TASK:
Retype every entry below without pictures.

AVAILABLE RECORDS:

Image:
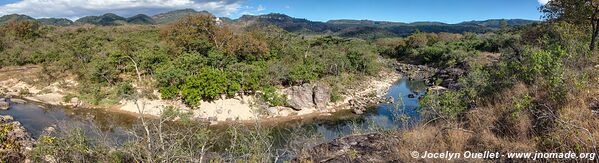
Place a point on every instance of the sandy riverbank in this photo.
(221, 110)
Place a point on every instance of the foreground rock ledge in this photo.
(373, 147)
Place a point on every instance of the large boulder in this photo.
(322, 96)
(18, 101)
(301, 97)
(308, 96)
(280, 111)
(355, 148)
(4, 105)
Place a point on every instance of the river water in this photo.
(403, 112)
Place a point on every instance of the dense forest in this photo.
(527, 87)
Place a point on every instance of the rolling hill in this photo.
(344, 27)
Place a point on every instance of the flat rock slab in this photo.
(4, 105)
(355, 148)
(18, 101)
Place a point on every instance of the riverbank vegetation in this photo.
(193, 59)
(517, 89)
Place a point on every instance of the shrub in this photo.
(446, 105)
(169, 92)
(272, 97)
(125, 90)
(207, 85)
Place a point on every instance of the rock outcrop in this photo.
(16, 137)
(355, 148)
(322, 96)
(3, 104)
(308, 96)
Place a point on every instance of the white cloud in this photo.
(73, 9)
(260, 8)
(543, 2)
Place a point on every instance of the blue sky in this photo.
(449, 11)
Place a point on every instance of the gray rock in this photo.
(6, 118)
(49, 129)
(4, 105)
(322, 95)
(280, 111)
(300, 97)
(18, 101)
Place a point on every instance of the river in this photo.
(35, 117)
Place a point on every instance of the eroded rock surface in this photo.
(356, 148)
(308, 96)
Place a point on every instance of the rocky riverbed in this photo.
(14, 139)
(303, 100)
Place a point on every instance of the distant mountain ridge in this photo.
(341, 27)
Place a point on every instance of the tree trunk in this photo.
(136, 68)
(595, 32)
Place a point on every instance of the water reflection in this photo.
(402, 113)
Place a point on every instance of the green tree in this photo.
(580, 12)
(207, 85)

RESPONSE TO THIS EXERCISE:
Image:
Place a point on every instance of the sandy riverbank in this photo.
(221, 110)
Place a point on every instance of the foreground rock ledge in this photo.
(373, 147)
Place a point on every instance of the large boulder in this photo.
(322, 96)
(18, 101)
(301, 97)
(308, 96)
(280, 111)
(355, 148)
(4, 105)
Place a point on every instance of the river water in this photo.
(403, 112)
Place a point on every instance of the dense forest in this photo.
(527, 87)
Place a point on every instance of the rolling hill in this photo.
(344, 27)
Place a point on every instance of the flat rock slab in this photo.
(4, 105)
(355, 148)
(18, 101)
Place a point on every instance of the riverbank vegetation in this photo.
(193, 59)
(517, 89)
Place a point on every instance of the shrub in this photo.
(446, 105)
(169, 92)
(272, 97)
(125, 90)
(207, 85)
Place a point on every instance of the rock outcrop in this photo.
(16, 137)
(355, 148)
(322, 96)
(3, 104)
(308, 96)
Place a point on every instance of the white cloud in this photo.
(73, 9)
(260, 8)
(543, 2)
Place a point on every instance of the blue sky in this photo.
(449, 11)
Place a point on every instance of the gray rock in this photo.
(6, 118)
(49, 129)
(4, 105)
(322, 95)
(280, 111)
(300, 97)
(18, 101)
Place a point on every instance of the river in this photo.
(35, 117)
Place a point on every instance of the eroded rock surface in this photo.
(356, 148)
(308, 96)
Place a point on every instance of the rocky riverbed in this photo.
(14, 139)
(303, 100)
Place a point on every instance of the distant mountain ridge in this photo.
(341, 27)
Place a point on every instance of the tree trunk in this photo.
(136, 68)
(595, 32)
Place a point on every instance of the water reflection in this photo.
(402, 113)
Place a point on every instance of the green tree in this photo.
(580, 12)
(207, 85)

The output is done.